____ INPUT RECORDS

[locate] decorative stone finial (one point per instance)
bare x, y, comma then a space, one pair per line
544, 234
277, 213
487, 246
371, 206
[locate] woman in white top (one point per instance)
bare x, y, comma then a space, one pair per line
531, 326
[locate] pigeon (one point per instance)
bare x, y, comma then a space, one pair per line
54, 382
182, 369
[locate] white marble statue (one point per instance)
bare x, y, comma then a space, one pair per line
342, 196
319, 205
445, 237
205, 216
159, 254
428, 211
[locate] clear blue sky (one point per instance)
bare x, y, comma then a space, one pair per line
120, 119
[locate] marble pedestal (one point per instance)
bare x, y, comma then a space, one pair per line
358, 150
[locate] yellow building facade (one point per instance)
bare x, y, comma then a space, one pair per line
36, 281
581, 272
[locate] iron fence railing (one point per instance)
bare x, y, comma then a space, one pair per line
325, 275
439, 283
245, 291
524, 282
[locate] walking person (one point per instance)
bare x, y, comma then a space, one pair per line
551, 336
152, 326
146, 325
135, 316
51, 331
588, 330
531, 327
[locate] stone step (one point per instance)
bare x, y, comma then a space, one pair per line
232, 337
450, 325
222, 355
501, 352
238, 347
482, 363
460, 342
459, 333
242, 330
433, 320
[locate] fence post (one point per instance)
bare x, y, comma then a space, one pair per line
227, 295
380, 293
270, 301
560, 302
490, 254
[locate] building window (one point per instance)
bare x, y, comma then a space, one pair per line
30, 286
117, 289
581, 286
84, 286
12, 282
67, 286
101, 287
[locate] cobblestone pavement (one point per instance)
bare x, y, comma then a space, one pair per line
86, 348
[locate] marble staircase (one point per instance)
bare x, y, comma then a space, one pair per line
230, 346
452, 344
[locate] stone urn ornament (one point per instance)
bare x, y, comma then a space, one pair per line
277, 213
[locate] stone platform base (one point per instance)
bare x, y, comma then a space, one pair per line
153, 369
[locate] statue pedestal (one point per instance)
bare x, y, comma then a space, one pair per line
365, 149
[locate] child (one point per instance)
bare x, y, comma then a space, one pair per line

________

GIVEN TASK
Give all of the data above again, swapping each "marble" for "granite" and changing nothing else.

COMPLETE ANSWER
[locate] decorative stone finial (one point per instance)
bare x, y, comma then a space, one pair per line
544, 234
277, 213
487, 246
371, 206
[locate] woman in white top (one point per instance)
bare x, y, comma then a space, one pair per line
531, 326
[locate] pigeon (one point per instance)
bare x, y, comma then a space, one pair per line
54, 382
182, 369
[locate] white granite statue (one point per instance)
bare x, y, comma then a space, one pair per line
342, 196
319, 205
445, 237
205, 216
159, 254
428, 211
[locate] clear blue sky (one point per instance)
bare x, y, comma then a space, one pair per line
120, 119
[locate] granite pedestal (one point per instance)
bare x, y, comma then a space, one pair per line
358, 150
[locate] yellow building facade (one point per instance)
bare x, y, comma then a space, one pair per line
36, 281
581, 272
[locate] iron fence railing (one point per instance)
bare x, y, comma then a space, one pair per line
325, 275
439, 283
245, 291
524, 282
[locate] walking person (one point per instance)
bare x, y, comma then a space, one pair per line
551, 336
152, 326
146, 325
135, 316
51, 331
588, 330
531, 327
[locate] stone step (one point per instance)
bare x, y, comma then a space, one pair per line
232, 337
450, 325
222, 355
501, 352
238, 347
482, 363
460, 342
459, 333
242, 330
433, 320
[locate] fence post (one point per instance)
bare x, y, comma then a space, one pair per line
227, 295
380, 293
270, 301
560, 302
490, 254
[locate] building window (one point per instance)
bare x, y, comma then a space, one pair per line
30, 286
117, 289
581, 286
84, 286
12, 282
67, 286
101, 287
[locate] cobblestone pavement (one point per instance)
bare x, y, comma then a space, one pair per line
86, 348
[locate] granite staircase (one point per instance)
bare x, y, comma then a space, one pair per line
230, 346
452, 344
[locate] stone urn ornament (one point per instance)
bare x, y, comma then a space, one pair per line
277, 213
[locate] stone platform base (one point per instance)
bare x, y, comma then a space, one pair per line
153, 369
[locate] statue pedestal (one point per instance)
bare x, y, comma then a space, one pair per line
365, 149
[locate] child (one point per instance)
bare x, y, comma then a space, one pair per line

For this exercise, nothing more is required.